EXTRAIT DU DOCUMENT:
==========

L’ « ordre juste » de Ségolène Royal n’est pas un ordre émancipateur !

lundi 13 novembre 2006.
 

Je n’ai aucun contentieux personnel avec Ségolène Royal. J’admire même plutôt la façon avec laquelle elle a rallié les éléphants les plus sordides du PS que la veulerie a conduit jusqu’à l’enclos de dressage et qui dorénavant marchent à la baguette du moment que leurs pâturages sont garantis. Mais mon engagement politique est un tout. Selon moi, on se construit dans la lutte socialiste autant qu’on reconstruit le monde. Les principes qui nous mettent en mouvement comptent autant que les raisons concrètes que l’on a d’agir. Ségolène Royal ne dirait pas le contraire, je crois bien.

Dés lors je dis une nouvelle fois mon dégoût pour la meute de ceux qui hurlent sans discontinuer chaque fois que l’on oppose un raisonnement à un autre, et pour tous ceux qui ramènent toute opposition à une compétition de personnes et d’ambitions, comme si nos motivations ne pouvaient être que viles une fois que les fanatiques ont décidé ce qui est bon. Mon point de vue s’inspire de l’idéal des Lumières et du matérialisme que j’assume en tant que vision globale. Elle motive les formes et les moments de mon engagement politique. En voici une expression.

Dans une analyse publiée le 4 juillet dernier dans le Monde, Michel Noblecourt procède à une analyse approfondie et documentée au sujet de l’ « ordre juste » cher à Mme Royal et à Benoît XVI. C’est la seule fois où, dans la presse, une quelconque tentative de réflexion sur ce mot d’ordre aura été tentée. La force de son analyse, en dépit de la qualité des références devenue tout à fait inhabituelle dans la prose qui se publie sur les socialistes, souffre cependant d’un aboutissement tronqué.

En effet, l’analyse de l’éditorialiste fait, pour finir, comme si c’était le concept d’ordre lui-même qui posait problème chez les socialistes. Pourquoi faut-il que toute critique argumentée des vues particulières de Mme Royal sur telle ou telle façon d’aborder un thème en soit réduite à la contestation de l’idée même qu’elle évoque ! Celui qui critique son concept « d’ordre juste », comme c’est mon cas, serait un ennemi de l’ordre ou bien dans le meilleur des cas un laxiste ou un indifférent. Quand on ne lui demande pas s’il n’est pas en réalité partisan d’un « ordre injuste » !

Cette tendance des médias à enfermer les détracteurs de Mme Royal dans des caricatures a failli rendre impossible le moindre débat sérieux autour de sa candidature et de ses idées. Fort heureusement, le sentiment d’impunité qu’elle a tiré de ses multiples passages en force contre les aspects les plus constants de la doctrine socialiste l’a conduite à des excès qui ont rendu possible le retour de la réflexion à la faveur de la stupéfaction....

ORDRE ET SOCIALISME

Je veux m’en tenir ici à « l’ordre juste ». Contrairement aux suppositions de Michel Noblecourt, ce n’est pas l’ordre qui pose problème dans l’ « ordre juste ». De tout temps, la doctrine socialiste s’est proposée d’établir un nouvel ordre social face au désordre capitaliste. A fortiori en France, où le mouvement socialiste a hérité de la cause plus large de la République, née sous la Révolution française en rupture avec les désordres de l’Ancien régime.

==========

LIGNES DE DONNÉES:
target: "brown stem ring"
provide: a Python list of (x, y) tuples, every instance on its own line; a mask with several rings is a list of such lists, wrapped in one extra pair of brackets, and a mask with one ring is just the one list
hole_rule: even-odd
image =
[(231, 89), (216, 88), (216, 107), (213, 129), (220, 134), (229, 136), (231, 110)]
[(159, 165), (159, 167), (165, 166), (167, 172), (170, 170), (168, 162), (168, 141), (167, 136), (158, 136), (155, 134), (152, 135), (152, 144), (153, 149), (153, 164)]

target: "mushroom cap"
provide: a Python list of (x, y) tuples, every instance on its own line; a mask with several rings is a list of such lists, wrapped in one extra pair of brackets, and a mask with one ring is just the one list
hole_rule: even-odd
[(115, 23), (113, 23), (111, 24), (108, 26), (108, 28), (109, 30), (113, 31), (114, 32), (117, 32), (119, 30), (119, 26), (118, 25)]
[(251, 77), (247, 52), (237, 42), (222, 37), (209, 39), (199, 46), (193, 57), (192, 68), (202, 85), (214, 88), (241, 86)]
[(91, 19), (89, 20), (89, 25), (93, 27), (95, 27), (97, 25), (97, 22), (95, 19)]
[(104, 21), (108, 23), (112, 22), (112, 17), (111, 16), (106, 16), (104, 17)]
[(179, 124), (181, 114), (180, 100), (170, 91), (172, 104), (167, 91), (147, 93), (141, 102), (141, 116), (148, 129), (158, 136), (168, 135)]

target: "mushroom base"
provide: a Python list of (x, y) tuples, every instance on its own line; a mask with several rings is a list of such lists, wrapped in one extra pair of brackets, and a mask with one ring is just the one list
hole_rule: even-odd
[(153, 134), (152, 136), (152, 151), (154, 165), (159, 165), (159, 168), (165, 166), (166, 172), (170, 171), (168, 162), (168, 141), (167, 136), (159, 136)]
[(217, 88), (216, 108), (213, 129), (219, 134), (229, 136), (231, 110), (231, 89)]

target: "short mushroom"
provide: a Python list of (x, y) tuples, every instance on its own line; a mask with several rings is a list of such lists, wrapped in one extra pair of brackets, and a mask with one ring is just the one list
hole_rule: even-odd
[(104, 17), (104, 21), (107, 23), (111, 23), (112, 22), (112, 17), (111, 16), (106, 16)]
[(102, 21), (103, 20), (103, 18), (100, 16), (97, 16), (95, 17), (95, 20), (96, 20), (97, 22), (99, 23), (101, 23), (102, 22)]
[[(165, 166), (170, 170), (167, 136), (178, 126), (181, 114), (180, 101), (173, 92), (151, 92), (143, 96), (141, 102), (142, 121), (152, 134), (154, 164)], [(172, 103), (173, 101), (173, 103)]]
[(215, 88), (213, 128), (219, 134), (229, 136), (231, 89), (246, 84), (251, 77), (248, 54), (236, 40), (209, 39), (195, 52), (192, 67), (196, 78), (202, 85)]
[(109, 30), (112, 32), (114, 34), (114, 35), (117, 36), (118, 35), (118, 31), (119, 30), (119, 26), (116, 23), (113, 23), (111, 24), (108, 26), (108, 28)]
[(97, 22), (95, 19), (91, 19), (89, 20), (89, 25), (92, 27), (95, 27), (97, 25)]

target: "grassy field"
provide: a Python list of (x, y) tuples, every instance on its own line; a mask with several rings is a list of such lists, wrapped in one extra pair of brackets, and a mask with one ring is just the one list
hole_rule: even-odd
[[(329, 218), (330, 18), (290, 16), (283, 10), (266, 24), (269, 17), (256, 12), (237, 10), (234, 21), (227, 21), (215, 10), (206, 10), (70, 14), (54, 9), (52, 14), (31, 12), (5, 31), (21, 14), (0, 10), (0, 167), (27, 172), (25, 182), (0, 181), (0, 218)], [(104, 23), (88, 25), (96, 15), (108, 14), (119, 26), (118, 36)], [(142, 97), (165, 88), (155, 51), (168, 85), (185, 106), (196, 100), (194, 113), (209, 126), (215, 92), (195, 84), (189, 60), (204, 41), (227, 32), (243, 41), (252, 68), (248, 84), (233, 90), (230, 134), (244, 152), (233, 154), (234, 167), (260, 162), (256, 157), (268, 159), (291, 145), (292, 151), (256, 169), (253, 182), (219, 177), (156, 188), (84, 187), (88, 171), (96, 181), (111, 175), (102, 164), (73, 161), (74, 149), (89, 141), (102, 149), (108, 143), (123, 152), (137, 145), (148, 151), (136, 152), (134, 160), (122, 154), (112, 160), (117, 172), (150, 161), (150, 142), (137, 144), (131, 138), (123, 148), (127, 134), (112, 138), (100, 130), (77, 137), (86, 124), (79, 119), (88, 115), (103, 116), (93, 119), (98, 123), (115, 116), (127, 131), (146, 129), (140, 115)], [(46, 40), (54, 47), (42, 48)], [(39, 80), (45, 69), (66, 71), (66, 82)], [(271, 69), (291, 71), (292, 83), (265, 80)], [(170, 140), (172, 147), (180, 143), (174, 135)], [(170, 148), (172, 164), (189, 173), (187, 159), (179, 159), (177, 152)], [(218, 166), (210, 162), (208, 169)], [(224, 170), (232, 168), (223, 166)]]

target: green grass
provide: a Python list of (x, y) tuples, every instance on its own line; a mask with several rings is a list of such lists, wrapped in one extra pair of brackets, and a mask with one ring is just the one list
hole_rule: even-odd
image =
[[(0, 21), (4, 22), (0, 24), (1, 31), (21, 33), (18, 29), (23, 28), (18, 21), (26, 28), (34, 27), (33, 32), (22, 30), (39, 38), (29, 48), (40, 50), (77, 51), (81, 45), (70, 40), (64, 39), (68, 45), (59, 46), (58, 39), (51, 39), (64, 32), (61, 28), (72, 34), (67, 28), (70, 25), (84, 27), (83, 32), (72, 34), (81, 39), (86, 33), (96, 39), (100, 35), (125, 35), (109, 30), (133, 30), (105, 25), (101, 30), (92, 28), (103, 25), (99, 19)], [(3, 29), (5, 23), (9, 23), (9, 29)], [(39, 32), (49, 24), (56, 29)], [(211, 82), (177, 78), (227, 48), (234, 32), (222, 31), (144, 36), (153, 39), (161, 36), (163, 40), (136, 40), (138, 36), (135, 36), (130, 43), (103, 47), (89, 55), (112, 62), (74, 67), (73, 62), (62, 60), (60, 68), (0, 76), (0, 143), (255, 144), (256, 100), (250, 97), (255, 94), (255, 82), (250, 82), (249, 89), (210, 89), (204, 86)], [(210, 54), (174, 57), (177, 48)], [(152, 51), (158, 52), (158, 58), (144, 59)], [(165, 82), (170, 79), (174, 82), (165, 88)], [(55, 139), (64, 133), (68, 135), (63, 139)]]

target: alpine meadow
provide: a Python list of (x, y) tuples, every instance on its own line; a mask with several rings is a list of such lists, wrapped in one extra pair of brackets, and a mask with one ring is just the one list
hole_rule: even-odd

==========

TRAVAIL DEMANDÉ:
1 – Présentez sous forme de liste le paragraphe de l’article sur l’« ordre juste » qui commence par « Je veux m’en tenir ici », en gardant ses faits principaux.
2 – Poursuivez l’article sur l’« ordre juste » à partir de sa dernière phrase.
Les lignes n’interviennent pas dans ce travail.

RÉPONSES ATTENDUES:
1 –
- L’auteur se limite ici à la notion d’« ordre juste ».
- Contrairement à ce que suppose Michel Noblecourt, ce n’est pas l’idée d’ordre qui pose problème dans cette formule.
- La doctrine socialiste a toujours voulu établir un nouvel ordre social face au désordre capitaliste.
- C’est d’autant plus vrai en France, où le mouvement socialiste a hérité de la cause de la République.
- Cette République est née sous la Révolution française, en rupture avec les désordres de l’Ancien Régime.

2 –
Ici l’ordre, c’est le caractère général de la norme, de la loi générale et impersonnelle face à l’anarchie des privilèges et de la réglementation « sur mesure ». En imposant l’intérêt général face au maquis des intérêts particuliers. En construisant un Etat au service du plus grand nombre face à la jungle de la concurrence. En promouvant des services publics face à l’imprévoyance des marchés. En privilégiant la redistribution sociale face au dérèglement de l’égoïsme individuel. En proclamant l’unité et l’indivisibilité de la communauté légale face à la tentation de la régionalisation des droits.

A l’inverse, la précarité, la compétition universelle, la main invisible décidant de tout en tous lieux, le droit a géométrie variable d’une région à l’autre, voilà le désordre fondamental qui insécurise la vie quotidienne de celui qui vit de son travail, qu’il soit salarié ou petit producteur indépendant, paysan ou artisan.

Bref ce n’est pas l’ordre en lui-même qui pose problème pour un socialiste. Mais il existe deux sortes d’ordre :

- L’un est l’ordre construit par la délibération collective, humain et historique.

- L’autre est l’ordre pré-établi, qu’il soit divin et éternel ou le résultat d’une mécanique immanente et indépassable réputée relever des lois de la nature, de la main invisible du marché ou de quoi que ce soit de semblable face à quoi la volonté humaine serait impuissante.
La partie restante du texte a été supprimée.